● To do:
Report every line of the data where the string "field" appears.

Phrase grounding data:
___
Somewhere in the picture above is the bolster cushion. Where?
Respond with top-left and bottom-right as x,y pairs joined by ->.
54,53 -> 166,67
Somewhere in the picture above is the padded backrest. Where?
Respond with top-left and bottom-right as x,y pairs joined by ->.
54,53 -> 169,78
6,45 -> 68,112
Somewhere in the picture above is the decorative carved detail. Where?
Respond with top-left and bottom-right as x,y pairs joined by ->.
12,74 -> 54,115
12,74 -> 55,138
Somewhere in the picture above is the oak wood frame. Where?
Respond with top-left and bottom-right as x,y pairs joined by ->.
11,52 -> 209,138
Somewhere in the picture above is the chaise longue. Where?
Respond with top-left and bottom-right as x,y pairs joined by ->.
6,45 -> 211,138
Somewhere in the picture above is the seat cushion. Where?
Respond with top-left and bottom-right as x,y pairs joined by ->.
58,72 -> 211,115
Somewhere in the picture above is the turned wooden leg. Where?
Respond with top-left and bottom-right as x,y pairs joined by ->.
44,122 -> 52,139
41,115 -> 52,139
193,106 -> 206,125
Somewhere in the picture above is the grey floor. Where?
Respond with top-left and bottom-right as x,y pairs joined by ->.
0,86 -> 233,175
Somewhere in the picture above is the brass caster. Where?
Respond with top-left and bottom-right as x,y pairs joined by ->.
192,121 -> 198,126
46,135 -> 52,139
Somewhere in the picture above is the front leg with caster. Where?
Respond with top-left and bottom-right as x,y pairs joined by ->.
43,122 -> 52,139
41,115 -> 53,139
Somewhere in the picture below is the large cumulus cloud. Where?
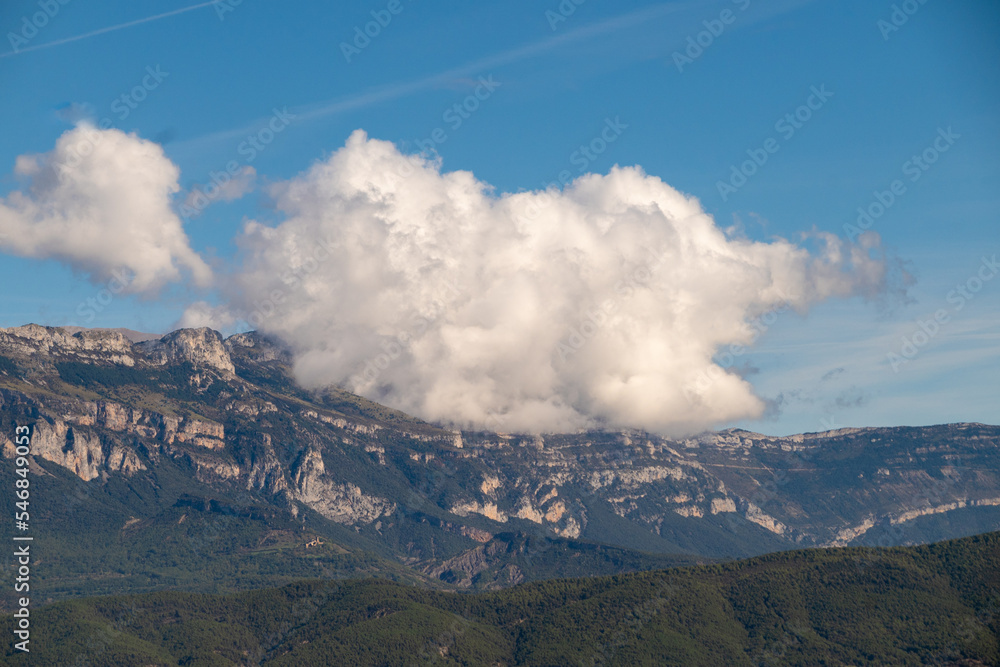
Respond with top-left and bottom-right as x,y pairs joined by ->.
0,124 -> 210,293
187,130 -> 894,435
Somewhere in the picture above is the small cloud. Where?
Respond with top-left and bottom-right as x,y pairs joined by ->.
54,102 -> 96,124
732,361 -> 760,379
153,127 -> 178,145
832,387 -> 870,410
821,367 -> 845,382
760,395 -> 785,421
0,123 -> 210,293
176,301 -> 238,330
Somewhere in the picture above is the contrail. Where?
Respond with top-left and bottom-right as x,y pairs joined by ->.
174,2 -> 699,150
0,1 -> 220,59
175,0 -> 819,150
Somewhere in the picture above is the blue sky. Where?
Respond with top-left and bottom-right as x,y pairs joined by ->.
0,0 -> 997,435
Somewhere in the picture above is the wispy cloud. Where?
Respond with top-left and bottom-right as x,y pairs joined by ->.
0,1 -> 219,59
172,0 -> 818,153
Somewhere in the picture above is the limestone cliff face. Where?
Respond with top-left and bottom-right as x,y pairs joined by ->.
292,449 -> 395,524
30,419 -> 106,481
23,418 -> 146,481
0,324 -> 239,376
451,500 -> 508,524
443,424 -> 1000,549
185,450 -> 242,483
138,328 -> 236,376
0,395 -> 225,481
240,432 -> 289,496
423,540 -> 511,586
0,324 -> 137,366
61,400 -> 226,450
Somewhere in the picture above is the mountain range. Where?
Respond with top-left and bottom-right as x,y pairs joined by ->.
1,324 -> 998,606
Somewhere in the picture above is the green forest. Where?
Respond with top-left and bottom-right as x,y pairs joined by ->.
4,531 -> 998,666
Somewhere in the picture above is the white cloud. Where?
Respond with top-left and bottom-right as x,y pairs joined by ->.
0,123 -> 210,293
194,130 -> 898,435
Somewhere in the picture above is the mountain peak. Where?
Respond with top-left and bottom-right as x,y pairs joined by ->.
137,327 -> 236,376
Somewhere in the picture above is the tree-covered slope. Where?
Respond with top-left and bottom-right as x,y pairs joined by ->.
5,532 -> 998,666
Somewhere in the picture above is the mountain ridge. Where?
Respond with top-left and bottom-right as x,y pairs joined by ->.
1,323 -> 998,602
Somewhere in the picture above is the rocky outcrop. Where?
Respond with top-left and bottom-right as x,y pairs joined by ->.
70,401 -> 225,451
138,328 -> 236,376
451,501 -> 508,523
586,466 -> 685,491
224,331 -> 291,363
743,502 -> 787,535
0,324 -> 136,366
302,410 -> 381,436
424,539 -> 510,584
891,497 -> 1000,525
480,475 -> 501,496
186,451 -> 242,482
459,526 -> 494,543
674,505 -> 704,518
292,449 -> 394,524
29,420 -> 106,481
710,497 -> 737,514
106,445 -> 146,474
828,518 -> 876,547
241,433 -> 289,495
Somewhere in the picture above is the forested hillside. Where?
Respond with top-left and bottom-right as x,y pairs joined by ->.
5,532 -> 998,666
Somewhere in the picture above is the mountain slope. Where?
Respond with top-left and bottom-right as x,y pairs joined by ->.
4,532 -> 999,666
1,324 -> 999,604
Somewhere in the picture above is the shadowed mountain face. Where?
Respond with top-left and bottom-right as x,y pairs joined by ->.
1,324 -> 998,603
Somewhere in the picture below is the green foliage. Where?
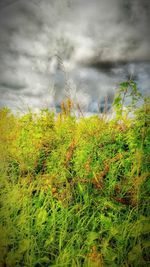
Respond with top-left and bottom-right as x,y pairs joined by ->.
0,82 -> 150,266
113,80 -> 143,119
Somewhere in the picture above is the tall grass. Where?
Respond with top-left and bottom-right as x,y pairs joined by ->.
0,81 -> 150,267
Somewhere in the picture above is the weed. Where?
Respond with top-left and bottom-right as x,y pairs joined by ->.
0,81 -> 149,266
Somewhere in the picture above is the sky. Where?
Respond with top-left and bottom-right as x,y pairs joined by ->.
0,0 -> 150,113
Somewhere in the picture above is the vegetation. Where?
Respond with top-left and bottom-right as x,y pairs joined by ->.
0,81 -> 150,267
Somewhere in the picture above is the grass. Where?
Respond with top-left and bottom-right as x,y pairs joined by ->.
0,81 -> 150,267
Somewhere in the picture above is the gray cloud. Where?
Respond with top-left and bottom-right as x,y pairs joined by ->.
0,0 -> 149,113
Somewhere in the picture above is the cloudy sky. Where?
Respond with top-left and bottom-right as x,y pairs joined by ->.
0,0 -> 150,113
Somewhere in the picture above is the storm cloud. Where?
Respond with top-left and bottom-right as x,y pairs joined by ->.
0,0 -> 149,113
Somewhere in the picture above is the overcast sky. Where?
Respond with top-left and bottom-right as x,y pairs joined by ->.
0,0 -> 149,113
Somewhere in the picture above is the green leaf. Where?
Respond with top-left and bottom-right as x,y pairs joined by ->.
142,240 -> 150,248
130,217 -> 150,237
18,239 -> 30,253
113,95 -> 122,106
104,247 -> 117,262
100,214 -> 112,229
87,231 -> 99,244
36,208 -> 48,226
78,182 -> 84,194
120,81 -> 129,88
128,244 -> 142,263
36,256 -> 50,264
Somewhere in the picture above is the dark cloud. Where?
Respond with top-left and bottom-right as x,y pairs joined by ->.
0,81 -> 25,90
0,0 -> 149,113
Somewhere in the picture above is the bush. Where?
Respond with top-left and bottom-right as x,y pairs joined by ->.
0,82 -> 150,267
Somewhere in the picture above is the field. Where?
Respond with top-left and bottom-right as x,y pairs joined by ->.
0,81 -> 150,267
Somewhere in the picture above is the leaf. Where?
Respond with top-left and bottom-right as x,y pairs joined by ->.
113,95 -> 122,106
142,240 -> 150,248
87,232 -> 99,244
44,236 -> 54,247
6,251 -> 19,267
104,247 -> 117,263
36,208 -> 48,226
36,256 -> 50,264
18,239 -> 30,253
131,217 -> 150,237
85,257 -> 104,267
142,222 -> 150,234
110,226 -> 119,237
78,182 -> 84,194
120,81 -> 129,88
100,214 -> 112,229
128,244 -> 142,263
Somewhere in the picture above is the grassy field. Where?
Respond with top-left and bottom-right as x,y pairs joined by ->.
0,81 -> 150,267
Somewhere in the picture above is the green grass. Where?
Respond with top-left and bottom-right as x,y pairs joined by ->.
0,81 -> 150,267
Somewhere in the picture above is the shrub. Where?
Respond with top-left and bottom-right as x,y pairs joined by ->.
0,81 -> 150,266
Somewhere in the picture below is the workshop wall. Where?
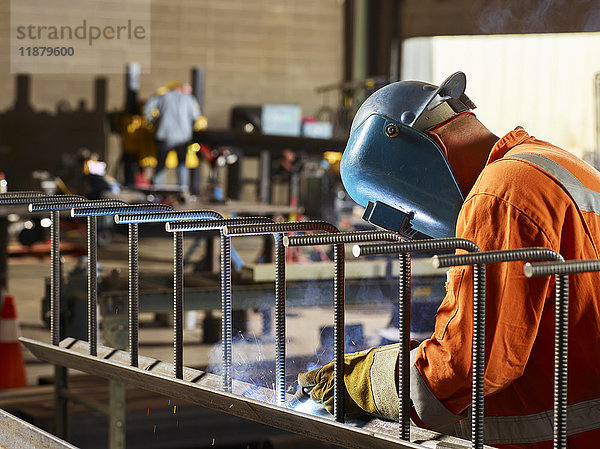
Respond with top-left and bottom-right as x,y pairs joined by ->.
0,0 -> 343,128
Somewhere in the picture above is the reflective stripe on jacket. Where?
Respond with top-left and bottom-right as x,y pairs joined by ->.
409,127 -> 600,448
___
● Written solution:
Somewhere in the picture above is the field. Where?
Somewhere in the picture above is the grassy field. Where?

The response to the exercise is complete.